LISTED RECORDS>
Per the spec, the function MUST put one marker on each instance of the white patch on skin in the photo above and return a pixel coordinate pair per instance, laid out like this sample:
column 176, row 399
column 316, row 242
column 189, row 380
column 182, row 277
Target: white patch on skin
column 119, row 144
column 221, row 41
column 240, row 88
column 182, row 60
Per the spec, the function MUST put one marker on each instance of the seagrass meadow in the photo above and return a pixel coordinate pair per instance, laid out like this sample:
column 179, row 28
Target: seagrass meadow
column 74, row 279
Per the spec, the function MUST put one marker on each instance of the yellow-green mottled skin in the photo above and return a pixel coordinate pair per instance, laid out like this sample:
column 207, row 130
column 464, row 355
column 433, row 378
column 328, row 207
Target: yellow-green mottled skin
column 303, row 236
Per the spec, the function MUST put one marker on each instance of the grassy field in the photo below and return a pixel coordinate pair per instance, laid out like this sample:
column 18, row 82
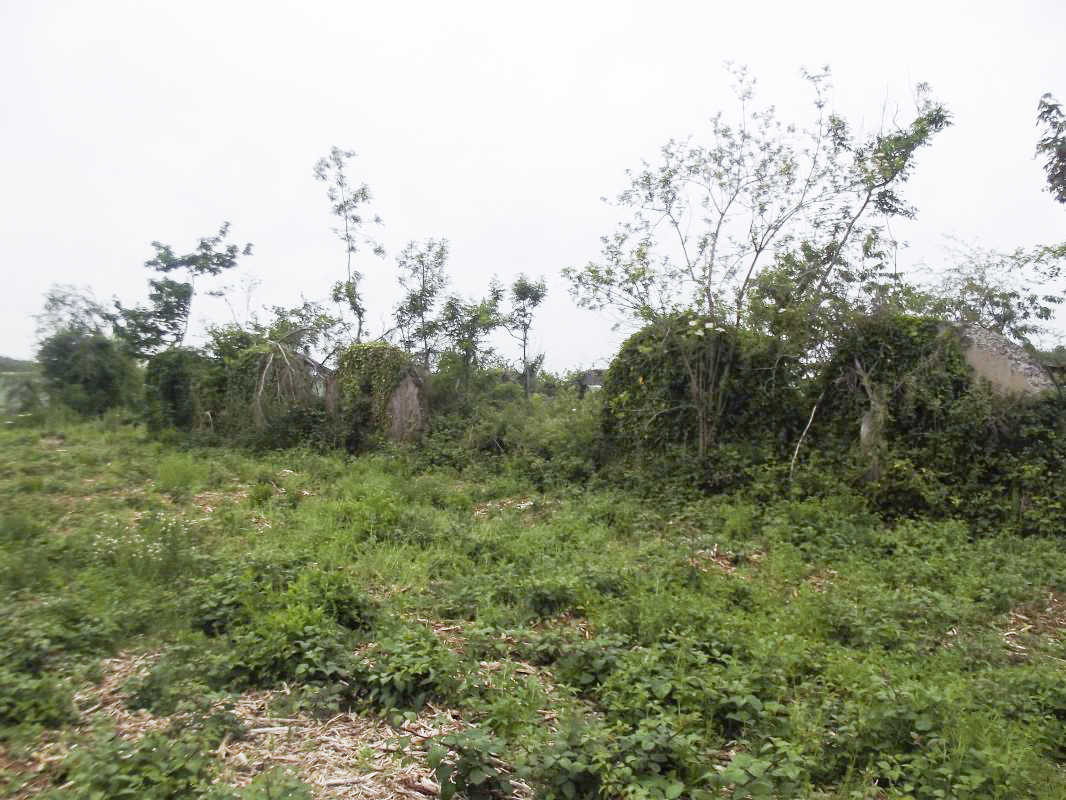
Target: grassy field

PROBLEM> Output the listing as a Markdown table with the columns n and Line, one row per line and blank lines omitted. Begin at the first line of the listing and stop after the line that contains "column 182, row 60".

EXERCISE SOLUTION>
| n | Line |
|---|---|
| 1 | Per the spec, the function MUST put one marker on each instance of the white patch on skin in the photo above and return a pixel coordinate pair per instance, laid out like this sample: |
| 2 | column 176, row 399 |
| 3 | column 316, row 242 |
| 4 | column 189, row 380 |
| 5 | column 182, row 277 |
| 6 | Target: white patch on skin |
| 7 | column 119, row 144 |
| 8 | column 221, row 41 |
| 9 | column 240, row 88 |
| 10 | column 182, row 60 |